DIRECTIONS FOR THIS TASK: Beneath this task is a listing. Count its lines that contain "below" and answer with the number only.

START INPUT DATA

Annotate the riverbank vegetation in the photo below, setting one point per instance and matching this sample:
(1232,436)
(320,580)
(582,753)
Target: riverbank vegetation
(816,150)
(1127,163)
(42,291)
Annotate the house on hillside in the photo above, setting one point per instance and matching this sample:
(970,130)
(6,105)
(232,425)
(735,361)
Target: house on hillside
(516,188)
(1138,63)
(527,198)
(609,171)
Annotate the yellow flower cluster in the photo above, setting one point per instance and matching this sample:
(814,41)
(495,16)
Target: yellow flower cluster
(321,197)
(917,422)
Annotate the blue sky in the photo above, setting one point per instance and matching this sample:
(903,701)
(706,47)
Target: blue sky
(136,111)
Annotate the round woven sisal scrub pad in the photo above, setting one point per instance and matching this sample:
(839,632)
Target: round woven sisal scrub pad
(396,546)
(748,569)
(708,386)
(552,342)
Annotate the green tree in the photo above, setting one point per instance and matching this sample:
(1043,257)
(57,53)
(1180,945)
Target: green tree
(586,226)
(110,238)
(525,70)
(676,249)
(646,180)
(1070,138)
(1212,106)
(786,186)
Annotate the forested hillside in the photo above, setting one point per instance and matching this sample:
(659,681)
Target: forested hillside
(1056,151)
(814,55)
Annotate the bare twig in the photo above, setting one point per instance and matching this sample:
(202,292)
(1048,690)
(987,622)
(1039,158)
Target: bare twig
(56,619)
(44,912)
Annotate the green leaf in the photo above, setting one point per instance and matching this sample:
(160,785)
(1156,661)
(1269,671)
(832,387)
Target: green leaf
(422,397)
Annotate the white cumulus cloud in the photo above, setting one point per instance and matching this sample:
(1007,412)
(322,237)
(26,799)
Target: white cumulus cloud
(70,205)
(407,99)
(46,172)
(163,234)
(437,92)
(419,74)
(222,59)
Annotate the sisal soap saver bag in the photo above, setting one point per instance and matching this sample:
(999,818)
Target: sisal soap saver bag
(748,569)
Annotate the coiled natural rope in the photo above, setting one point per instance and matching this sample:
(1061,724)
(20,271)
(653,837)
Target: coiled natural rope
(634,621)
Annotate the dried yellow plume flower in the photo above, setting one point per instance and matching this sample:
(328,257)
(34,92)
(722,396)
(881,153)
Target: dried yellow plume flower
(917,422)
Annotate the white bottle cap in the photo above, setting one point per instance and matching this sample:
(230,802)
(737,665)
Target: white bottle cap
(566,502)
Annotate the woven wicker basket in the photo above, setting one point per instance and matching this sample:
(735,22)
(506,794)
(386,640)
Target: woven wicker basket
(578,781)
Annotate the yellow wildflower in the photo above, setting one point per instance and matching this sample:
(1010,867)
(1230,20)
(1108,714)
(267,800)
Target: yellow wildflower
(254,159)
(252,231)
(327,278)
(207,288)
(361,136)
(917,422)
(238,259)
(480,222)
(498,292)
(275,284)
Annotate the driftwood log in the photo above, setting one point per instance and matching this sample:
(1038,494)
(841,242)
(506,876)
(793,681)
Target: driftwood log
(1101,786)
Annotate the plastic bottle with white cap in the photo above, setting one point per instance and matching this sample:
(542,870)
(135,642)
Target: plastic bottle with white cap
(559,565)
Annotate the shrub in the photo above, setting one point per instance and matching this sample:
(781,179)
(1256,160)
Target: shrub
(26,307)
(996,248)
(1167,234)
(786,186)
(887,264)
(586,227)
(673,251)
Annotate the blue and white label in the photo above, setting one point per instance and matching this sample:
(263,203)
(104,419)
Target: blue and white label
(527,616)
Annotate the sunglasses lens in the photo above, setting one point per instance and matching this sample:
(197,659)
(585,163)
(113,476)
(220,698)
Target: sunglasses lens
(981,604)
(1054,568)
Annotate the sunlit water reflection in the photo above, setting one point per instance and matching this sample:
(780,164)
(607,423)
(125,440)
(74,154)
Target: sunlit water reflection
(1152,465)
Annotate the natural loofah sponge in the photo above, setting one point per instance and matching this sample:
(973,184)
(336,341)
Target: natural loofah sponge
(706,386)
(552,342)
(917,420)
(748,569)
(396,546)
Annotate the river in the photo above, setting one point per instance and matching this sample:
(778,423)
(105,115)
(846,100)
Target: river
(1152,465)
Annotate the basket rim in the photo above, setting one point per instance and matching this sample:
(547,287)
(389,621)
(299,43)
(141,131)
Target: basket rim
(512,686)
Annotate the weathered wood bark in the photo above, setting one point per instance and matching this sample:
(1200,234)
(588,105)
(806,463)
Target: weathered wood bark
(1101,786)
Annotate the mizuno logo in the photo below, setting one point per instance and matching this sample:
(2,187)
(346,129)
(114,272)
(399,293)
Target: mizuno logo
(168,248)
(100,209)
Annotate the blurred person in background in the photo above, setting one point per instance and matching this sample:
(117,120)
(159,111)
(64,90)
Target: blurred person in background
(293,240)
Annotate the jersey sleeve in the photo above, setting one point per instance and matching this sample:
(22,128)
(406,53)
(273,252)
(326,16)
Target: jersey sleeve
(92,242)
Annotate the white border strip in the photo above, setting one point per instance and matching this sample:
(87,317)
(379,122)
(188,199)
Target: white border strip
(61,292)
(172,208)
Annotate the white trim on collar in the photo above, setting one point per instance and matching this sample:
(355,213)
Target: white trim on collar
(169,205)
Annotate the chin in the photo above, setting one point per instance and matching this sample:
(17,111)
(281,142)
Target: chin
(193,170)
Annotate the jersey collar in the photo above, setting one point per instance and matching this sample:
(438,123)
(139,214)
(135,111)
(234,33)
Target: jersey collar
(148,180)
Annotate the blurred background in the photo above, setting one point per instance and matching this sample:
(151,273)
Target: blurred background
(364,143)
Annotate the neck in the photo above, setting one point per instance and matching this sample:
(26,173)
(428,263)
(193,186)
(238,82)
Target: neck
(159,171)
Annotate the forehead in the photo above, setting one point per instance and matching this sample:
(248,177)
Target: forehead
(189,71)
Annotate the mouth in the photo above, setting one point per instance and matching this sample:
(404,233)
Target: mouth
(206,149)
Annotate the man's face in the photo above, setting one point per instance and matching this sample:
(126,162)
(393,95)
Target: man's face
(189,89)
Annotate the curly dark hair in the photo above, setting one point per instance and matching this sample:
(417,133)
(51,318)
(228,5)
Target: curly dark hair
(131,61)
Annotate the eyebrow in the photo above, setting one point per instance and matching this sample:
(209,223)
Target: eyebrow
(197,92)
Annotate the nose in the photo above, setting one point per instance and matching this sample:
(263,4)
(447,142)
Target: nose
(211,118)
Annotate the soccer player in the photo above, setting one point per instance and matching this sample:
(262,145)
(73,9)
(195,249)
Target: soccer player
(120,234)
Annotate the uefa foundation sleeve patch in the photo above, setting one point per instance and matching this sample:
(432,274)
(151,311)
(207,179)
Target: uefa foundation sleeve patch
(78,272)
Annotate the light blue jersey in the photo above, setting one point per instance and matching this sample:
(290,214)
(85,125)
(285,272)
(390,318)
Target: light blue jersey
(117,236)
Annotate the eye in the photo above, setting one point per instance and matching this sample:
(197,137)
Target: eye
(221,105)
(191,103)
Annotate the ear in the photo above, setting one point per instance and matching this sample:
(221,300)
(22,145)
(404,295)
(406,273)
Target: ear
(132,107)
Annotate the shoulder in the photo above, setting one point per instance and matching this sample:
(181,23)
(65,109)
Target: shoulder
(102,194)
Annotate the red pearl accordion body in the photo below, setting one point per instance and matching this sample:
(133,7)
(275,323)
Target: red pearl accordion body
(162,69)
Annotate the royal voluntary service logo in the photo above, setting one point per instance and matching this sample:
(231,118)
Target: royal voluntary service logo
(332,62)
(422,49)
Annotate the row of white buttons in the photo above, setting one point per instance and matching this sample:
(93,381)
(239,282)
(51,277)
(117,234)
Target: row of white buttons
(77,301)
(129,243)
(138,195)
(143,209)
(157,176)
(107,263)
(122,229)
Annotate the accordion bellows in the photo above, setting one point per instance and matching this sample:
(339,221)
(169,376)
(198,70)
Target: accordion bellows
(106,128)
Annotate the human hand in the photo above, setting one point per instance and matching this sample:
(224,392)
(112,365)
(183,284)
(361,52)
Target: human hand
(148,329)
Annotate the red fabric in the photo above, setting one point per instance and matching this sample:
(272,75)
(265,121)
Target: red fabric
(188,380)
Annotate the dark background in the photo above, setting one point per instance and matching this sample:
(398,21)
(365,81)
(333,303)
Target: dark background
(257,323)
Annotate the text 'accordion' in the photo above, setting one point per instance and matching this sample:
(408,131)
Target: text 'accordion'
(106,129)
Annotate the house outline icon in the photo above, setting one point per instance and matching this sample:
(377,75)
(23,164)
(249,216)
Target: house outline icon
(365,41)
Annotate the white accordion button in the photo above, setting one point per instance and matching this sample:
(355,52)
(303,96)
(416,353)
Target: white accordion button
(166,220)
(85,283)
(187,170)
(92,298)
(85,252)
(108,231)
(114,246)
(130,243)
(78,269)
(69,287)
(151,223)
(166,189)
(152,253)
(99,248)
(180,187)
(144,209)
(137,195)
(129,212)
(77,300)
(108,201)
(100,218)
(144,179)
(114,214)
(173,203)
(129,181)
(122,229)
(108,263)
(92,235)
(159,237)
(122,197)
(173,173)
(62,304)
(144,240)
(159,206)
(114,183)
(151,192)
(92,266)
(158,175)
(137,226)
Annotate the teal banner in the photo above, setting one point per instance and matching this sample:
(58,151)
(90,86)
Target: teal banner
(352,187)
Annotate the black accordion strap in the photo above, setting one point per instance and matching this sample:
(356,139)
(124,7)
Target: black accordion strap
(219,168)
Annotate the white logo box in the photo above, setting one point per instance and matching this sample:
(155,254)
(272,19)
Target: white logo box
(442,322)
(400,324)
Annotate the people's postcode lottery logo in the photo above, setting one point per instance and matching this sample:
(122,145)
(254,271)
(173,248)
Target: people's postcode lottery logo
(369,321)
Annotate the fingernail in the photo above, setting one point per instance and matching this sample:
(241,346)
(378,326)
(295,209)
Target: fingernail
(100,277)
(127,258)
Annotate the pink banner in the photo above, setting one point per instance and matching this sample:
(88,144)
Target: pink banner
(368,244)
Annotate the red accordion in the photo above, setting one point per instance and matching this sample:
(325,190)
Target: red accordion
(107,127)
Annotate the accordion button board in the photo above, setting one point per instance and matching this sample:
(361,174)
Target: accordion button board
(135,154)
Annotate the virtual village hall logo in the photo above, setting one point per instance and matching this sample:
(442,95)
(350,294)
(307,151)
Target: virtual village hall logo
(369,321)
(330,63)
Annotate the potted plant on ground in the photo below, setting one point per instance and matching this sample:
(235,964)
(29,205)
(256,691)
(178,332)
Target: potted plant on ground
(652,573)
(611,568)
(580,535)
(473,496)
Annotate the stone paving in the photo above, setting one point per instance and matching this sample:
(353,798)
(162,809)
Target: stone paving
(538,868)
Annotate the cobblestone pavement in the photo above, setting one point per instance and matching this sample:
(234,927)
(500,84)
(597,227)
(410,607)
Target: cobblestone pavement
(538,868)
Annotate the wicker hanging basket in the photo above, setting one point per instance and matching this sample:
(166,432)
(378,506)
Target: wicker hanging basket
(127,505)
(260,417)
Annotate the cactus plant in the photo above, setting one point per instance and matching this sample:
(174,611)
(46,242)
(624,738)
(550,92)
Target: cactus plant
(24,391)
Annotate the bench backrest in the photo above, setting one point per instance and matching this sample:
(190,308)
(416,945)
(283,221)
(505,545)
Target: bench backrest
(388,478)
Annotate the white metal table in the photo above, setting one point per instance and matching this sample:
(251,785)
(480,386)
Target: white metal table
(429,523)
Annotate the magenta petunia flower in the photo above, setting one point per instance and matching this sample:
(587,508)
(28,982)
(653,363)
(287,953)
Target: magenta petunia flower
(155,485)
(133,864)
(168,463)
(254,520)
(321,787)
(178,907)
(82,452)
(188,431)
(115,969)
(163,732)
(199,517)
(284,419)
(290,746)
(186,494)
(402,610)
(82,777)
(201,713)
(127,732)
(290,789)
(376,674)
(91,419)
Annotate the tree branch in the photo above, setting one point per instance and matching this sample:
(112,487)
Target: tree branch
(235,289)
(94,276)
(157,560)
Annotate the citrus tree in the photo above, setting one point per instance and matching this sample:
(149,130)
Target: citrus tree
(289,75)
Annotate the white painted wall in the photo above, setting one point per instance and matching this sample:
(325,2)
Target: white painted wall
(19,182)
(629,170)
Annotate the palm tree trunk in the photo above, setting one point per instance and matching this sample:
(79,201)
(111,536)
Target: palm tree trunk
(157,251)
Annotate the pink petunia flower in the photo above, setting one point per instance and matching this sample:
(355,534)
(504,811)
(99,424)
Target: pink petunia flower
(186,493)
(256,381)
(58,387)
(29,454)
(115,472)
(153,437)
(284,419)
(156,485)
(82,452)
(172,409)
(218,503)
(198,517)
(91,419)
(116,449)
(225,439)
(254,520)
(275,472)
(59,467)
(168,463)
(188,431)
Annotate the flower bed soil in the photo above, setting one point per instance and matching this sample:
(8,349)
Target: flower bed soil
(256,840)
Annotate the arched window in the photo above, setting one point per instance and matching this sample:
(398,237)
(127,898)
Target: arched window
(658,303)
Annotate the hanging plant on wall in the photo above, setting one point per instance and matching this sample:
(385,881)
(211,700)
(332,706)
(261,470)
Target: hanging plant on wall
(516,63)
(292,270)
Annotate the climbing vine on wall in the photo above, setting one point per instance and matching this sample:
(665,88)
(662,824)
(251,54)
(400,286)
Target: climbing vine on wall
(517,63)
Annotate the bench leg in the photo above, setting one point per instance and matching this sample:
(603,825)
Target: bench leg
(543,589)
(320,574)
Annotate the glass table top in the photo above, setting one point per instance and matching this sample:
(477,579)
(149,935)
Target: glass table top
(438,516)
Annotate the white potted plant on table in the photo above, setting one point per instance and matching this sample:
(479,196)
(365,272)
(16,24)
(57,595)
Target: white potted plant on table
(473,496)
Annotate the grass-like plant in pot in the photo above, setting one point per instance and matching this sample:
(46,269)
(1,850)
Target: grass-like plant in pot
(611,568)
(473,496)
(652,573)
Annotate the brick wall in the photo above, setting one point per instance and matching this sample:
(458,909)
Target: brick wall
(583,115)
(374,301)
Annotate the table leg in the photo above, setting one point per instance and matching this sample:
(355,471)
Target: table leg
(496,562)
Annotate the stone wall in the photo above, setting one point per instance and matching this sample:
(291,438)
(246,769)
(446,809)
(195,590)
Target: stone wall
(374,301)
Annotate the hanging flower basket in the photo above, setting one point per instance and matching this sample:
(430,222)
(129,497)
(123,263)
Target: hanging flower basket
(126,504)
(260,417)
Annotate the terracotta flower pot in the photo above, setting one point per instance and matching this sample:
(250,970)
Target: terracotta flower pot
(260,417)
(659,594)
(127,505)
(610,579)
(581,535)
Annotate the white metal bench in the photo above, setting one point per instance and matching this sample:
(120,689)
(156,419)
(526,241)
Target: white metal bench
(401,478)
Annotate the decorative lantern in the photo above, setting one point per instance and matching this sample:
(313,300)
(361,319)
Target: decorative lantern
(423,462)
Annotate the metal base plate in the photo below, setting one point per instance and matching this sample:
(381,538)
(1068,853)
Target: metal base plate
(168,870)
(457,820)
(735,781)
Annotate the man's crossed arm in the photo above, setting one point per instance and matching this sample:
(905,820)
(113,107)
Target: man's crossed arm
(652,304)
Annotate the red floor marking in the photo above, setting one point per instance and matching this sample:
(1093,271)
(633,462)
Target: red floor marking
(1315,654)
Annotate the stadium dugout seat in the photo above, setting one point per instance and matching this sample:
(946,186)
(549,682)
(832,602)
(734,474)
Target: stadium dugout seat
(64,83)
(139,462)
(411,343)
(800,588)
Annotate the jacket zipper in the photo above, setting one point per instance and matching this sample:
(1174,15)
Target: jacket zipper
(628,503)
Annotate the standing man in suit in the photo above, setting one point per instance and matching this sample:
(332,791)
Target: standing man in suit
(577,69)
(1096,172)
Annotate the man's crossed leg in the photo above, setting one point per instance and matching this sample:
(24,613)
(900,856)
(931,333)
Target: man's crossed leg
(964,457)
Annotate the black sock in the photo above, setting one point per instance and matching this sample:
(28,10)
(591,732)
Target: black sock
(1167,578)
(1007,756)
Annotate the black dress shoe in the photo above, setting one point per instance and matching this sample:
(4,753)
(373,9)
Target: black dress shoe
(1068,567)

END INPUT DATA

RESPONSE AREA: 5